▸ REQUIRED TASK
Turn the lines below into a numbered list, leaving out any blank lines.

▸ RECORDS SHOWN

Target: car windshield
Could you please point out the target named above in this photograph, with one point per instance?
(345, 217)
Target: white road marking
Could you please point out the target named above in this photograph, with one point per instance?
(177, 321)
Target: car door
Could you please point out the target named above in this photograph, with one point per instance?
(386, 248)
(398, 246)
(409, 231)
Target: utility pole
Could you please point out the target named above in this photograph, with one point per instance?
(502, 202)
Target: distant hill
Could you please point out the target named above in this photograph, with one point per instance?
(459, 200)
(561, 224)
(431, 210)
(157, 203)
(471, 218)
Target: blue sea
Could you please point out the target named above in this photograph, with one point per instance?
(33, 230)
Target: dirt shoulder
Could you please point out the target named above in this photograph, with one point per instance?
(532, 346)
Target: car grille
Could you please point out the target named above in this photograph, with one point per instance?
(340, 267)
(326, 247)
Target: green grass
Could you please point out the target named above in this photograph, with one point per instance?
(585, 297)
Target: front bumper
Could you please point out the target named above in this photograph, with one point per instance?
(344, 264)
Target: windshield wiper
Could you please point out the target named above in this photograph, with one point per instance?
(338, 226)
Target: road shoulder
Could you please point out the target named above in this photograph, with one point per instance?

▸ PROBLEM SOLUTION
1. Target: car windshield
2. Could you please point out the target named above in this photograph, with one point per instance?
3. (345, 217)
4. Target: white road marking
5. Could you please point out the target named above in this photograph, with one point per instance?
6. (177, 321)
7. Target: car door
8. Could you please point out the target named above in this photograph, with one point per instance?
9. (386, 248)
10. (398, 246)
11. (409, 231)
12. Target: utility pole
13. Could you please point out the target named above in this photograph, with one point per instance?
14. (502, 202)
15. Target: distant hill
16. Could you please point out the target named above in this photograph, with one point per instance?
17. (459, 200)
18. (561, 224)
19. (431, 210)
20. (157, 203)
21. (471, 218)
22. Target: blue sea
23. Could you please point out the target named above in this photograph, with one point per instance?
24. (33, 230)
25. Target: dirt shoulder
26. Could you please point out the target named above in this photograph, with one point per instance?
27. (532, 346)
28. Target: car grille
29. Could you please point out the target named above in this photograph, with one point per instance?
30. (340, 267)
31. (326, 247)
32. Target: green grass
33. Could you please point out the target named above in this photograph, with one point per instance?
34. (585, 297)
35. Target: front bumper
36. Could you please point out the target named above in this photograph, with one point per instance?
37. (344, 264)
38. Target: windshield wiper
39. Could you please point out the target named above in this photograph, with one point per instance?
40. (338, 226)
41. Target: road shoulder
42. Could you please point out the target named above in this photograph, with one point per instance?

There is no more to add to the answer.